[Rows from an object-pointing dataset]
━━━━
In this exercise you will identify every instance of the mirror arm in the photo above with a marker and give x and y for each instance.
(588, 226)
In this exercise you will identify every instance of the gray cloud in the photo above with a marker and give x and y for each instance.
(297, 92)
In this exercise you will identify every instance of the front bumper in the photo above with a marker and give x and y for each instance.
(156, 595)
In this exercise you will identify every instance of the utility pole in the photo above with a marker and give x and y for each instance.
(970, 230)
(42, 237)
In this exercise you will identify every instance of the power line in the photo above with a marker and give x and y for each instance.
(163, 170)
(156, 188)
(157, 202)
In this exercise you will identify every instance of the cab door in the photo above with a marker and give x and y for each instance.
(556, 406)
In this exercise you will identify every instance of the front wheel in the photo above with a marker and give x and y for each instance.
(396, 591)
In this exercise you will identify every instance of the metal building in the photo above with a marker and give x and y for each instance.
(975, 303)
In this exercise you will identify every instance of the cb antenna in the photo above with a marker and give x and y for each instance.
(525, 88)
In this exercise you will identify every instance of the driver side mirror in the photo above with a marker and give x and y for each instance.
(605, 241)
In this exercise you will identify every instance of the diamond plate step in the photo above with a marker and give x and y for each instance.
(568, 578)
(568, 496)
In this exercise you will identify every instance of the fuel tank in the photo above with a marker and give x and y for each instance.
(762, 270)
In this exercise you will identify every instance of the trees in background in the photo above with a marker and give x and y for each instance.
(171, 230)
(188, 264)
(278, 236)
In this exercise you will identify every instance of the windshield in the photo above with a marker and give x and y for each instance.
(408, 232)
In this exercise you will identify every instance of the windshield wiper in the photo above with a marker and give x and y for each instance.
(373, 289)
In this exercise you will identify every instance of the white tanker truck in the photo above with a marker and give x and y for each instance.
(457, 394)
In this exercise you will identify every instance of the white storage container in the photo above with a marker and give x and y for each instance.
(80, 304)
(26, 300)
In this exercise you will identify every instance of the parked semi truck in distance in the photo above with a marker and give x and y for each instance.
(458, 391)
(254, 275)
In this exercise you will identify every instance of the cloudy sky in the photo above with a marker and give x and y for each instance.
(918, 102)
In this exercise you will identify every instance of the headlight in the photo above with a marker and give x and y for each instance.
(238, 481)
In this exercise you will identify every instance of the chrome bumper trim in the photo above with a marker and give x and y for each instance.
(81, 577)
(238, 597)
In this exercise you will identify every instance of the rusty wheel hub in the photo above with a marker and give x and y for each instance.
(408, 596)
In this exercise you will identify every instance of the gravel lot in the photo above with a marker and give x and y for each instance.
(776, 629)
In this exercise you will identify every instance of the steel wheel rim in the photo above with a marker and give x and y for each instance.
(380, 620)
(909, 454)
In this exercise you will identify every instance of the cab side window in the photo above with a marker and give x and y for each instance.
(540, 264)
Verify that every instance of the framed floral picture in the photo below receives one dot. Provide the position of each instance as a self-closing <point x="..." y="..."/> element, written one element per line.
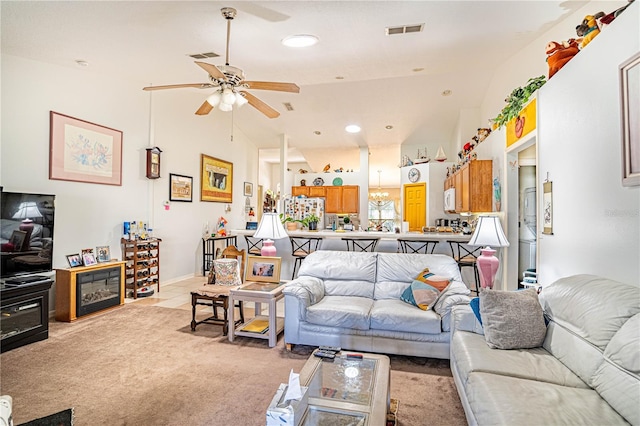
<point x="81" y="151"/>
<point x="216" y="180"/>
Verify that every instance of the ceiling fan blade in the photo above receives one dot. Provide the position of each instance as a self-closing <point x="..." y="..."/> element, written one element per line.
<point x="273" y="85"/>
<point x="180" y="86"/>
<point x="261" y="106"/>
<point x="204" y="109"/>
<point x="212" y="70"/>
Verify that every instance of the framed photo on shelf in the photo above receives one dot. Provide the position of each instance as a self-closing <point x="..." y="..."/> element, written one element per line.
<point x="216" y="180"/>
<point x="103" y="254"/>
<point x="263" y="269"/>
<point x="74" y="260"/>
<point x="81" y="151"/>
<point x="630" y="107"/>
<point x="89" y="259"/>
<point x="180" y="188"/>
<point x="248" y="189"/>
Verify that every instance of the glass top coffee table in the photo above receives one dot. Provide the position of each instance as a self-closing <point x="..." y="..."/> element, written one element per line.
<point x="347" y="391"/>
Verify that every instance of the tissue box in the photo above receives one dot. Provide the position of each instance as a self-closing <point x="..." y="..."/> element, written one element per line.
<point x="289" y="414"/>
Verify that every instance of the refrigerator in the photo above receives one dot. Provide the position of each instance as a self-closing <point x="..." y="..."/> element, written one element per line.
<point x="299" y="208"/>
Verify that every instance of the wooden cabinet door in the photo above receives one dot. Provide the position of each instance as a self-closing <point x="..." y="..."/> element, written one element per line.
<point x="316" y="191"/>
<point x="350" y="199"/>
<point x="300" y="190"/>
<point x="333" y="199"/>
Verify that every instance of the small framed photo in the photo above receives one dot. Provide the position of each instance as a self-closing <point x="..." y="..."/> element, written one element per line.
<point x="263" y="269"/>
<point x="74" y="260"/>
<point x="180" y="188"/>
<point x="103" y="254"/>
<point x="89" y="259"/>
<point x="248" y="189"/>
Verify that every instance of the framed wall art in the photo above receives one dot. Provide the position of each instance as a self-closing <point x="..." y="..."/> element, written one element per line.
<point x="630" y="108"/>
<point x="81" y="151"/>
<point x="248" y="189"/>
<point x="216" y="180"/>
<point x="180" y="188"/>
<point x="263" y="269"/>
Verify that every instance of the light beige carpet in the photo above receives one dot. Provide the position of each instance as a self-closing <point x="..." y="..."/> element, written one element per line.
<point x="141" y="365"/>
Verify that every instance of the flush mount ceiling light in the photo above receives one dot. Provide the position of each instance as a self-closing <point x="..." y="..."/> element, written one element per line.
<point x="300" y="40"/>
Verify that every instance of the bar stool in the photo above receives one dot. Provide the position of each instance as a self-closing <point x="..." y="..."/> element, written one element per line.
<point x="416" y="246"/>
<point x="466" y="257"/>
<point x="301" y="247"/>
<point x="254" y="245"/>
<point x="361" y="244"/>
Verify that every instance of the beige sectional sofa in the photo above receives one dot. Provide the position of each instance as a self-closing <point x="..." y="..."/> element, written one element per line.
<point x="587" y="371"/>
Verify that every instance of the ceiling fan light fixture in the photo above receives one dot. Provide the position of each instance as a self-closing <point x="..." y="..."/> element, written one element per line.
<point x="300" y="40"/>
<point x="214" y="99"/>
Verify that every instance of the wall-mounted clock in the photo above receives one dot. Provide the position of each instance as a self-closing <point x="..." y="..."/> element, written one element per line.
<point x="414" y="174"/>
<point x="153" y="162"/>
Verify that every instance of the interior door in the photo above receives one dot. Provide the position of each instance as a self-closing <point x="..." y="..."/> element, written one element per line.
<point x="415" y="205"/>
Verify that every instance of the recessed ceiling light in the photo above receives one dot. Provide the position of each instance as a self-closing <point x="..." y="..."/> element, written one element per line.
<point x="300" y="40"/>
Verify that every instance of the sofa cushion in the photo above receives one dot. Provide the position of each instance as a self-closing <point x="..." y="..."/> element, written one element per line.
<point x="504" y="400"/>
<point x="420" y="294"/>
<point x="512" y="319"/>
<point x="335" y="265"/>
<point x="470" y="353"/>
<point x="395" y="315"/>
<point x="341" y="311"/>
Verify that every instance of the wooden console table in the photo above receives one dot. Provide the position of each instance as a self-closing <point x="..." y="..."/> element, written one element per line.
<point x="66" y="289"/>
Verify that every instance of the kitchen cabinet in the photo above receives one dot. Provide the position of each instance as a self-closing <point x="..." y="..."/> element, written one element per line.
<point x="342" y="199"/>
<point x="473" y="185"/>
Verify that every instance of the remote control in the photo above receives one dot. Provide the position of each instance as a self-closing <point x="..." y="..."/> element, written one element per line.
<point x="330" y="348"/>
<point x="324" y="354"/>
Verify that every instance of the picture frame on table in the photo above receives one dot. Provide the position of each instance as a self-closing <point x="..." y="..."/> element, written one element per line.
<point x="103" y="254"/>
<point x="74" y="260"/>
<point x="81" y="151"/>
<point x="263" y="269"/>
<point x="248" y="189"/>
<point x="216" y="179"/>
<point x="180" y="188"/>
<point x="630" y="120"/>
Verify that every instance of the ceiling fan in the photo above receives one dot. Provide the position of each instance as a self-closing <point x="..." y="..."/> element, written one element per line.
<point x="230" y="85"/>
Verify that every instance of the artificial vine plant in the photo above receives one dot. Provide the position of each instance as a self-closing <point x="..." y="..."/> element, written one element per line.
<point x="516" y="100"/>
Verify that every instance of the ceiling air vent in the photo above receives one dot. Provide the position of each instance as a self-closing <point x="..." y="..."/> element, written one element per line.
<point x="404" y="29"/>
<point x="203" y="55"/>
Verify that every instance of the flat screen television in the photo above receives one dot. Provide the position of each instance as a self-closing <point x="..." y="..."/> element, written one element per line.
<point x="26" y="235"/>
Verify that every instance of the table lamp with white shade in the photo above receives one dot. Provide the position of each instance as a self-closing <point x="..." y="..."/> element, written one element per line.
<point x="269" y="229"/>
<point x="488" y="233"/>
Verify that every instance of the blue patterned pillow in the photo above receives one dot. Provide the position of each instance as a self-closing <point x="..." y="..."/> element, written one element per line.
<point x="420" y="294"/>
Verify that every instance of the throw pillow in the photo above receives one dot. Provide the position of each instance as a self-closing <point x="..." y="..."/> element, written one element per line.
<point x="475" y="307"/>
<point x="420" y="294"/>
<point x="512" y="319"/>
<point x="432" y="279"/>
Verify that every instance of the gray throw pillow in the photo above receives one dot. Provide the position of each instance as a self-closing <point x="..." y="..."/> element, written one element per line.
<point x="512" y="319"/>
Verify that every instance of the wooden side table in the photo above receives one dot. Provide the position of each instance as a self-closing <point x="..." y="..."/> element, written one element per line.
<point x="258" y="293"/>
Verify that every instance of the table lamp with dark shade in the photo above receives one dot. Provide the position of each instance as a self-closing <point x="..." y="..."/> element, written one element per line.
<point x="269" y="229"/>
<point x="488" y="233"/>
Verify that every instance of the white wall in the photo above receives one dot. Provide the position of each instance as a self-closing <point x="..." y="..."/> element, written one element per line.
<point x="88" y="215"/>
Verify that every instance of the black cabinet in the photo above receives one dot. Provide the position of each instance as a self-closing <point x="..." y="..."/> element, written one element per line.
<point x="25" y="312"/>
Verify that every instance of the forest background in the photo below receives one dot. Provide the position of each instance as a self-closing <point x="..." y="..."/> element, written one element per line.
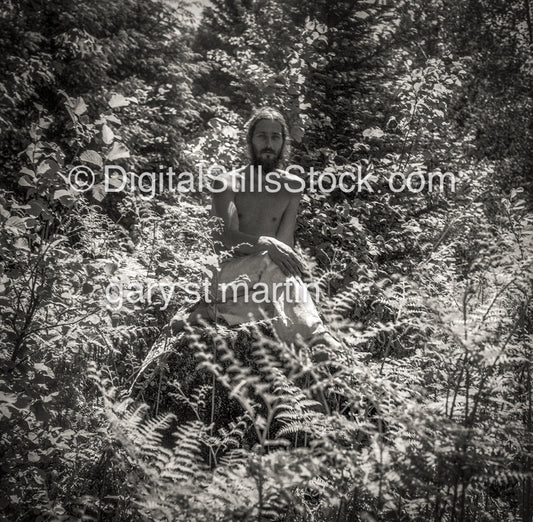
━━━━
> **Description of the task**
Pick out each line of the material above that contains the word "below" and copy those lines in full.

> **Full output**
Verify that every instance of the framed floral picture in the photo below receives one dot. Provide the position of each instance as a self-closing <point x="..." y="..."/> element, written one element per line.
Verify that every instance of the forest background in the photo below receives one dot. Provide the position of each instance as a self-closing <point x="..." y="..."/> element, written one element per line.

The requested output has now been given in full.